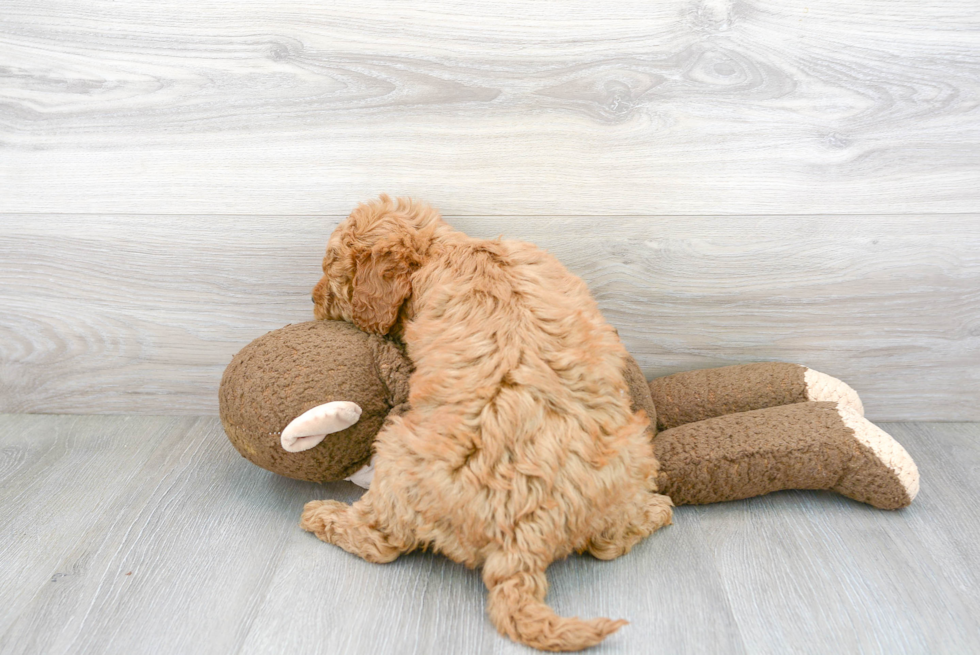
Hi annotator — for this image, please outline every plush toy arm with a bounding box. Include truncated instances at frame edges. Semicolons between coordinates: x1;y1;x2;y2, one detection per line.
650;362;864;430
653;402;919;509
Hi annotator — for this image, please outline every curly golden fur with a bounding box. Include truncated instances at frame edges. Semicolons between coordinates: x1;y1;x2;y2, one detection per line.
302;196;671;650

◇ ◇ ◇ ◇ ◇

**Written problem:**
Repeat each line of the records above word for word, leaving out the pictures.

**Exercise result:**
Hi annotator — for this image, please outline every plush toy arm with a bounding box. Include truncated instances at frame edges. Semicolons between coordinates: x1;y1;x2;y2, one detection per line.
650;362;864;430
653;402;919;509
Hi annotator — for this image, please outline every curly golden fur with a bounding box. Include truncated instances at frame edges. Semicolons between coordinates: x1;y1;x2;y2, one detection per line.
302;196;671;650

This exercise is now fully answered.